AIM OF THE EXERCISE: Set down all of the data exactly. Pictures stay out of the copy.

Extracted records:
┄┄┄┄┄┄┄┄┄┄┄┄┄┄┄┄┄┄┄┄
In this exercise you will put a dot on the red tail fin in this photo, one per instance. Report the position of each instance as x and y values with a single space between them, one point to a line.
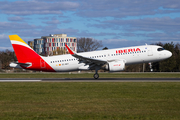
25 54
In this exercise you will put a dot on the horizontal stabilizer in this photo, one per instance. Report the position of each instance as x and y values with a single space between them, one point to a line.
19 65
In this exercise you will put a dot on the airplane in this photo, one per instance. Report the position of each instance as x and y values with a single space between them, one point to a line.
113 60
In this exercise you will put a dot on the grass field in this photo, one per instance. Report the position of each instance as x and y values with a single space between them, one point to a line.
78 101
90 75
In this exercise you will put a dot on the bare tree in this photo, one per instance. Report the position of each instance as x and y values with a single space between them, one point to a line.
88 44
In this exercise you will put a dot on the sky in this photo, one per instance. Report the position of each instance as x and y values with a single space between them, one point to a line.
117 23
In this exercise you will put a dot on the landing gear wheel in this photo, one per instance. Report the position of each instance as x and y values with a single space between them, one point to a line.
96 76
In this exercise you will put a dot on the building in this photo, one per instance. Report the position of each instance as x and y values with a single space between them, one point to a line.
39 45
48 44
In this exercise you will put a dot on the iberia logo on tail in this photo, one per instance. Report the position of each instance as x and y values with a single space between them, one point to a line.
27 57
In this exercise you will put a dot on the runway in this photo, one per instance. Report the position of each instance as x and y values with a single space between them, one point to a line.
90 80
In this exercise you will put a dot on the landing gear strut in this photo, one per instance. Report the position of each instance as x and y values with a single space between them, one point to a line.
96 76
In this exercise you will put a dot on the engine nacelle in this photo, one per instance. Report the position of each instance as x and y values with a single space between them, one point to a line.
115 66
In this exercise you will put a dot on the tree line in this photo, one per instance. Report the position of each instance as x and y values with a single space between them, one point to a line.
88 44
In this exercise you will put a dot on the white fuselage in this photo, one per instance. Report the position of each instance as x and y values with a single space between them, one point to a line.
131 55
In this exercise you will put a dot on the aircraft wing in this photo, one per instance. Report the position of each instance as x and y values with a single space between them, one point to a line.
90 61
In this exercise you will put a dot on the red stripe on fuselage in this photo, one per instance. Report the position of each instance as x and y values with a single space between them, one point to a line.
27 55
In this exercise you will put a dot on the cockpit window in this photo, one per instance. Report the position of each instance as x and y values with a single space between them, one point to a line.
160 49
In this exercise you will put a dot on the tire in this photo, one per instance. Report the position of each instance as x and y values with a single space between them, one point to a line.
96 76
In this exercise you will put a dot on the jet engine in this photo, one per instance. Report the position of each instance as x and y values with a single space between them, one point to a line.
115 66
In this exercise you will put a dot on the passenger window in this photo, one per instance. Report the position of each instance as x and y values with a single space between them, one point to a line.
160 49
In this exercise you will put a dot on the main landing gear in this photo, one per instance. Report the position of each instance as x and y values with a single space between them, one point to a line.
96 76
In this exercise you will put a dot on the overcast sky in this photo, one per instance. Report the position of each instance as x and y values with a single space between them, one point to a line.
118 23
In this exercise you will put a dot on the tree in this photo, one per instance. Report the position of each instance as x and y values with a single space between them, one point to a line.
6 57
105 48
88 44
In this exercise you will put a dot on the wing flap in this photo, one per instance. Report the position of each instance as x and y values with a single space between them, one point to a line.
86 60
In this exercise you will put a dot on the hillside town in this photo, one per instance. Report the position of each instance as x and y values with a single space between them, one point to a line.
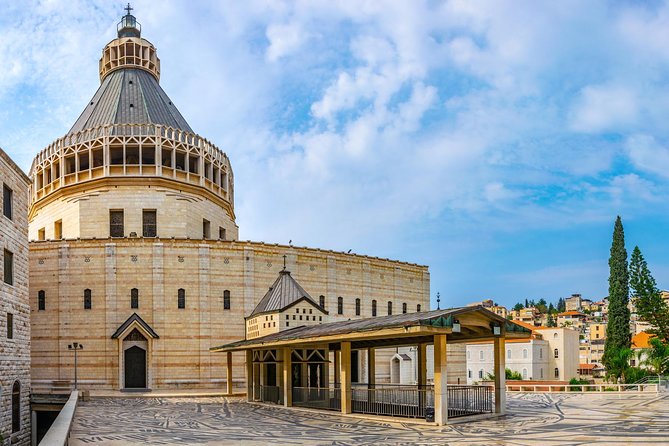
567 340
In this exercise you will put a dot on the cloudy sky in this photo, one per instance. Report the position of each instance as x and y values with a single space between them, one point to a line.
493 141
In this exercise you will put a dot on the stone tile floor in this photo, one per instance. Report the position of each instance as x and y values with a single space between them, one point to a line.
534 419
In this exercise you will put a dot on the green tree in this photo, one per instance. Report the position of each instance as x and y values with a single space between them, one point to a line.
618 337
648 300
656 357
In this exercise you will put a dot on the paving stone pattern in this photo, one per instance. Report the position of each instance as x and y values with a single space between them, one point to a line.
535 419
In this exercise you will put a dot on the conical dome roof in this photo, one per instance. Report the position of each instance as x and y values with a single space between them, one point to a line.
130 92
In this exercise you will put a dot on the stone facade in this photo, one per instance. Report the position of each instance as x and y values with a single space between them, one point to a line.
14 305
204 269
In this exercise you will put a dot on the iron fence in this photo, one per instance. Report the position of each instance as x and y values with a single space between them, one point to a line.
328 398
469 400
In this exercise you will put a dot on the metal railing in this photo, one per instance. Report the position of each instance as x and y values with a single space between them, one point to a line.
469 400
394 401
328 398
637 387
271 394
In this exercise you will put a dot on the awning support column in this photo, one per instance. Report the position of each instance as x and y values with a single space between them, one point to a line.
500 376
249 375
345 375
229 374
440 382
287 381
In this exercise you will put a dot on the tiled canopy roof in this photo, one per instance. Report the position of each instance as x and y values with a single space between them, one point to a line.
284 292
130 96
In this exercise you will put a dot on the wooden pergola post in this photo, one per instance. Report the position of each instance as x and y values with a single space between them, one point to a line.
345 375
249 375
500 375
287 381
440 382
229 374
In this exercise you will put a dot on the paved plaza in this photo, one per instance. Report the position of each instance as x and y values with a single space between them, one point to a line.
534 419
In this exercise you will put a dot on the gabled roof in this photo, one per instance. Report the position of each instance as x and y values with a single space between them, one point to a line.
284 292
130 96
135 318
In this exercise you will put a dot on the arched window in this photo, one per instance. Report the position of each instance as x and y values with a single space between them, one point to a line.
226 299
87 299
41 300
134 298
16 407
181 298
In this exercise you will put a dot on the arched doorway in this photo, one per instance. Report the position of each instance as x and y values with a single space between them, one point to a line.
134 360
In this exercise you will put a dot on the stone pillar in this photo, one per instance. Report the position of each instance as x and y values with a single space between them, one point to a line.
499 369
287 381
345 374
371 367
229 374
249 375
440 381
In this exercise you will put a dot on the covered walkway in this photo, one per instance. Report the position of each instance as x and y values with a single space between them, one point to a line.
311 366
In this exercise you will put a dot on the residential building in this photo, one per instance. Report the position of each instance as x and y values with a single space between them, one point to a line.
14 305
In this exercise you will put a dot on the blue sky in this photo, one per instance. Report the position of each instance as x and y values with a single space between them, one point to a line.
494 142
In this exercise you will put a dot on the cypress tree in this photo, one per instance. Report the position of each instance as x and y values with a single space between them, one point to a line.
618 336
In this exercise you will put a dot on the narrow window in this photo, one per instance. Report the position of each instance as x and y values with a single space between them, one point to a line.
206 229
7 201
16 407
149 223
181 298
87 299
41 300
58 230
9 268
226 300
10 326
134 298
116 223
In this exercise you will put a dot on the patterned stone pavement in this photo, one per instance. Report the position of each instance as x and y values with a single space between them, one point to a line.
534 419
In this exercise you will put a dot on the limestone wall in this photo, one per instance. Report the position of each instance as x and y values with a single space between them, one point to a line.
158 269
15 352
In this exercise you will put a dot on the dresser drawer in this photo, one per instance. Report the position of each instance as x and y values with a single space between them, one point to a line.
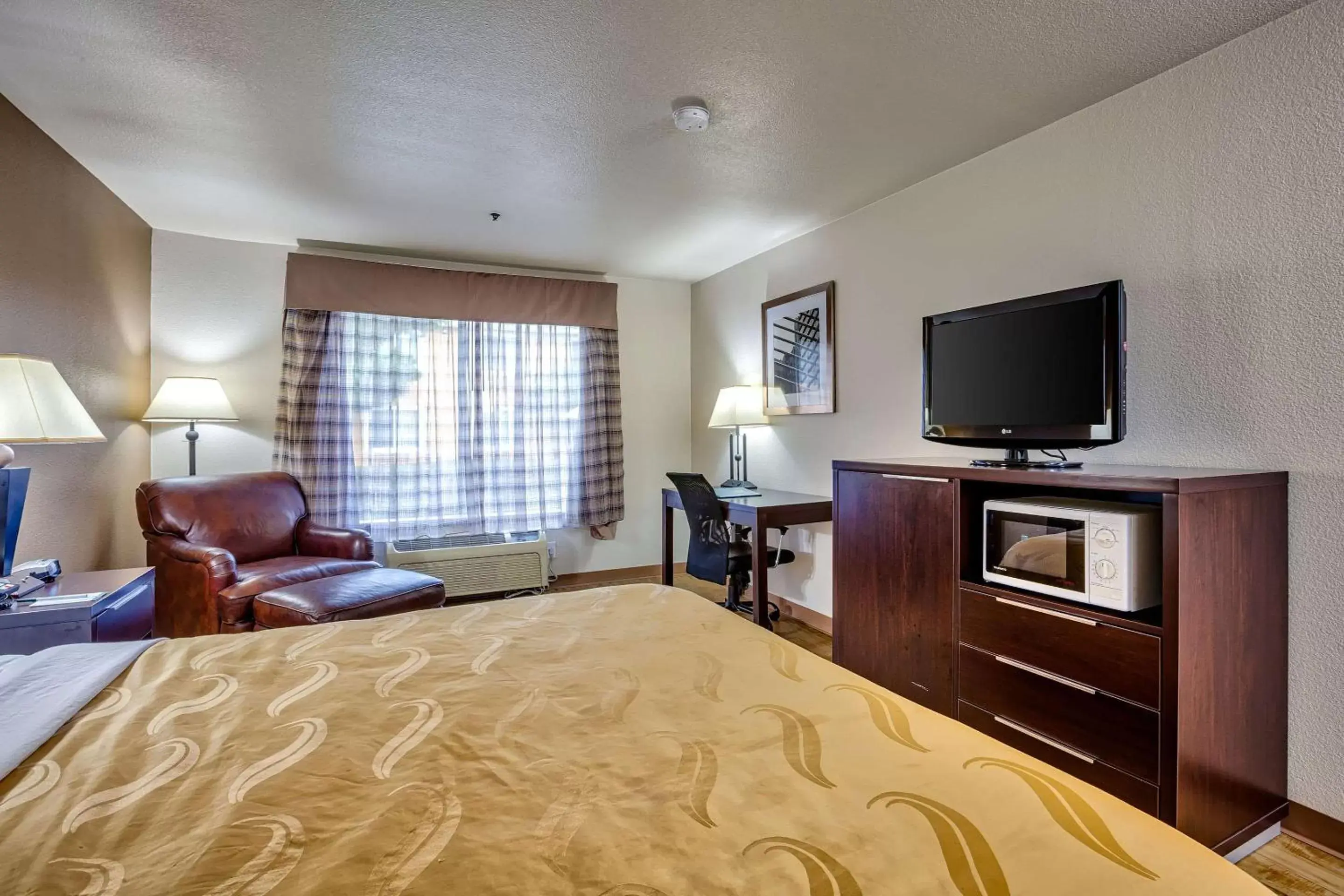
┄┄┄┄┄┄┄┄┄┄┄┄┄┄┄┄┄┄┄┄
RESULT:
In this exercise you will put a dot on the red tail fin in this photo, one per instance. Report the position of each instance as x and y values with a single space between them, one point to a line.
25 54
In this exercise you will put a dot on the horizontal stabilizer in this photo, one per instance. Report the position of each instance as x and y values with a single space between them, one point to a line.
19 65
In this exercise you will put a dot on the airplane in this photo, one per instance. Report the position of each instance as x and y values with a single space between them, one point to a line.
113 60
In this exercise you will put a dot on the grass field in this photo, one per instance. Report the position of each instance as x and y values with a single space between them, one point to a line.
78 101
90 75
In this exercise you will put a dot on the bare tree in this photo, one per instance. Report the position of each instance as x and y values with a single space between them, one point to a line.
88 44
In this exercise you will put a dot on the sky in this photo, one per instance. Report the position of each instance as x and y values with a single space between them, one point to a line.
117 23
In this exercise you will put a dot on the landing gear wheel in this photo, one per instance. Report the position of each instance as x and y values with a single space between them, one point to a line.
96 76
In this exercise you will put a dot on the building in this photo, one per instance. Report the position of each instance as x and y values with a single space between them, one point to a line.
39 45
48 44
In this exercise you will put a dot on the iberia logo on tail in this photo, one per instance. Report the position of each instance as x and y values with a single space between them, one point to a line.
27 57
In this exercise you will put a dot on the runway in this photo, one per instance. Report the position of each instance as x and y values with a single space between them, one point to a line.
90 80
In this exercise you will put a dot on the landing gear strut in this photo, one per instance. Report the position of each instance as x and y values with a single space between them, one point to a line.
96 76
In this exercise you will put a dot on the engine nacelle in this photo, one per instance. Report the position of each instance as x and y values with a single space between them, one point to a line.
115 66
In this exercise you will put a dot on the tree line in this photo, one per instance. Report the position of each instance as x and y values with a single space between them, one point to a line.
88 44
In this exercise you will put a dot on the white fuselage in this photo, one per instance. Report the position of each instance as x and y values with a single space between them, one point to a line.
131 55
In this exercise you will put a dot on the aircraft wing in this photo, one per instance. Report the position of each instance as x and y values with a single space between them, one point to a line.
90 61
In this exercise you will put a dot on the red stripe on fuselage in this photo, one per instance. Report the position of each instance as x and y values with a single space between them, one point to a line.
27 55
In this exercise you will put a dot on the cockpit window in this photo, one per instance. Report the position of each instance as x and y values with a single space between them, one point to a line.
160 49
In this exercise you will put a dot on the tire in this photo, one per instance. Report the position of each instance as x and y values with a single space between them, one point to a line.
96 76
In this exercise you will put a dot on the jet engine in this photo, one per instance. Report the position of each instance as x and y values with a single space between them, one point to a line.
115 66
In this exercise you will put a dot on the passenger window in this photo, one per instance. Report the position of each instance as x and y values with a single space between them, one point to a line.
160 49
In this exercise you will put a dot on the main landing gear in this photo, one per instance. Report the position of each instance as x and y values with a single space between them, one point to a line.
96 76
In this exercise you will put a dot on the overcast sky in this photo, one per instance. Report the position of each instance as x and y values with a single space between them, one point to a line.
118 23
In this exercise you will put a dot on the tree in this photo, one per instance. Report the position of each instance as x and y values with a single space between them, one point to a line.
6 57
105 48
88 44
In this exercise you will put a dot on the wing flap in this photo, one per instance. Report the position of each instance as x and y values with a single space between them, one point to a line.
86 60
In this exercise you will put a dot on the hillside town in this photo, one per instance. Report the position of each instance as x and y values with a single space between them, one point to a line.
567 340
In this exercise you will put a dot on the cloudy sky in this photo, one per instance. Report the position of each instance as x and y values with a single space between them, one point to a line.
493 141
In this exercise you will put a dot on the stone tile floor in this photo, one per instance. Report the position of each instance as x and y values with a single space between them, one point to a line.
534 419
In this exercise you will put a dot on the green tree in this photo, one per instance. Report the position of each instance as x and y values with a single space between them, one point to a line.
618 337
648 300
656 357
In this exercise you will put a dot on the paving stone pattern in this photo, one per instance. Report the position of each instance as x and y values with a single space between them, one point to a line.
535 419
In this exercise you will put a dot on the conical dome roof in this photo, one per instance. Report the position of each instance as x and y values with a single space between them, one point to a line.
130 92
In this exercise you will put a dot on the stone facade in this photo, one per instance. Report the position of each instance as x and y values with a single space between them, one point to a line.
14 305
204 269
In this exercise you will put a dot on the iron fence in this photo, one per instance. Report the position of each instance as x and y values with a single space between them, one point to a line.
328 398
469 400
In this exercise you will put a dot on the metal railing in this photo, one per instance. Report the position of each instance as x and y values with a single space between them, one point to a line.
469 400
394 401
328 398
637 387
271 394
In this exercise you will put a dot on the awning support column in this photo, one per instance. Report the position of each instance as x and y values with a single space between them, one point to a line.
500 376
249 375
345 375
229 374
440 382
287 381
In this exercise you will put a dot on the tiled canopy roof in this photo, one per instance. Report the position of each instance as x and y values with a single space between them, one point to a line.
284 292
130 96
In this exercise you will put a dot on the wooden pergola post in this photo, one per instance. Report the position of each instance as x and y values with a single space between them, one point to a line.
345 375
249 375
500 375
287 381
440 382
229 374
In this exercise you will put a dot on the paved plaza in this photo, one per instance. Report the position of each instance as x and y values with a single space between them, one point to a line.
534 419
In this exercise you will put a dot on the gabled roof in this photo, one per instance. Report the position of each instance as x and y values with a single space between them, one point to a line.
284 292
130 96
135 318
In this exercise you will put a dot on the arched window in this photo, one per instance. Report the position of each instance as x and y values with a single space between them, one point to a line.
226 299
87 299
41 300
134 298
16 407
181 298
In this exercise you will put a dot on the arched doorway in this photo, one per instance. Report the position of each instance as x and y values with a single space between them, one point to a line.
134 360
In this exercise you will put a dot on the stone pillar in this photo, one per instance. Report the position of each instance as x and y values with a single space between them, one point to a line.
499 369
287 381
345 374
371 367
229 374
249 375
440 381
In this exercise you will put a dot on the covered walkway in this photo, one per instance. Report the position of each instance as x and y values with a single space between them, one point to a line.
311 366
In this exercise you will put a dot on the residential building in this photo, one per instance. Report the position of each instance as x and y values with a single space between them, one point to a line.
14 305
In this exercise you will put a dot on the blue sky in this photo, one per instance. Report the position of each instance as x and y values with a single space between them, one point to a line.
494 142
In this exercise you will put a dot on the cypress tree in this photo, one per instance. Report the position of each instance as x and y values with a single space between them, one point to a line.
618 336
In this exercise you will put a dot on the narrow window in this photo, one per instance. Report the position of each instance as x and y values with a single space between them, one point to a line.
206 229
7 201
16 407
149 223
181 298
87 299
41 300
58 230
9 268
226 300
10 326
134 298
116 223
In this exercise you will put a dot on the patterned stone pavement in this photo, one per instance. Report the position of each instance as x and y values with a single space between them, one point to a line.
534 419
In this exercise you will put a dot on the limestone wall in this photo, one per instance. Report the position of each instance as x and y values with a single space between them, one point to a line.
158 269
15 352
In this exercise you will put a dot on the dresser drawer in this photo, one per instance. Report the position of each instance as x and y values with a single space between them, one point to a line.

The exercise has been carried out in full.